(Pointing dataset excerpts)

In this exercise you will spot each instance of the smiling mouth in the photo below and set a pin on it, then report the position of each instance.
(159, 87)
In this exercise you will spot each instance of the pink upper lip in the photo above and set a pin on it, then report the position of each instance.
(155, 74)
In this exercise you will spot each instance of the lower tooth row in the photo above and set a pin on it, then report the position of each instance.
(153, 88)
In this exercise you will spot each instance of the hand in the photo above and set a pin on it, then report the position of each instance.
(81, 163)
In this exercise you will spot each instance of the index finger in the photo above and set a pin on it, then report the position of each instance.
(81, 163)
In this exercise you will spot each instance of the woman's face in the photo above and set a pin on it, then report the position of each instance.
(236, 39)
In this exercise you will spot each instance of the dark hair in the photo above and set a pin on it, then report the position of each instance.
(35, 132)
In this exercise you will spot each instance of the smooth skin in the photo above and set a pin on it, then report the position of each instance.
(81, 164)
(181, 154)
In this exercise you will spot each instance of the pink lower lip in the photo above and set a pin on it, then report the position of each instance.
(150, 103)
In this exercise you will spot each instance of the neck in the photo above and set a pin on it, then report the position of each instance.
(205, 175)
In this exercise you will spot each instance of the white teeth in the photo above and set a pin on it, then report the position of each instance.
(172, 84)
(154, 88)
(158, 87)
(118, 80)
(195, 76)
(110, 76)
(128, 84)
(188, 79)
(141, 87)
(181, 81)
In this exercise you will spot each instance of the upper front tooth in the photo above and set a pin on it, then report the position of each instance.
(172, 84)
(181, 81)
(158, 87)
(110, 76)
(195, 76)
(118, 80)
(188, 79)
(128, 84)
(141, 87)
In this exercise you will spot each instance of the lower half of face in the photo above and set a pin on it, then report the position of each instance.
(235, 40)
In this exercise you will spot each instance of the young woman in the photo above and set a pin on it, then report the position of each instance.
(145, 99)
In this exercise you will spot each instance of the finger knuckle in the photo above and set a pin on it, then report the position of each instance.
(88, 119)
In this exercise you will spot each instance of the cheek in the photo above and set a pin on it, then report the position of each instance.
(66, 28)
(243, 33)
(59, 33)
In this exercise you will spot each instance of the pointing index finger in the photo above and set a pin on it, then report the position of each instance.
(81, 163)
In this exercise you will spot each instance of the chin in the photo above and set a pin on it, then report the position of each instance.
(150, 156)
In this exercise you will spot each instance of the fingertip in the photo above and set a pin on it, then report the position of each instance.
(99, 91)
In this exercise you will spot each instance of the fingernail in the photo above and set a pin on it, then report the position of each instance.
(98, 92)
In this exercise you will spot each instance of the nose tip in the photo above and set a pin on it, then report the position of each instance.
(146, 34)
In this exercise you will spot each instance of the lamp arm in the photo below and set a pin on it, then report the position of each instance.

## Task directions
Reproduce precisely the span of lines that begins at the line containing "In this exercise you will spot each instance of the cheek" and ends with the last line of the listing.

## Solution to this task
In this exercise you will spot each instance of the cheek in the photo above and set a pin on it, then report the position of each instance.
(66, 28)
(243, 33)
(59, 33)
In this exercise you will spot each instance of the pointing index finger in the photo above and set a pin on it, then report the position of each instance.
(81, 163)
In this exercise you will spot each instance of the chin in the photo above and set a pin on it, then report the position of each instance.
(150, 156)
In this exercise you will spot each instance of the fingertip in the photo above and set a pin on it, then report the position of each instance.
(99, 91)
In this exercise you will spot each instance of the fingernail in the photo above and set a pin on it, then report the position of each instance.
(98, 92)
In this exercise you will spot each instance of the nose tip in the photo above and set a pin on it, then report the position of each instance.
(146, 34)
In this exercise you will spot each instance of the lamp arm in the photo below and set a pin on it, then report the position of each instance.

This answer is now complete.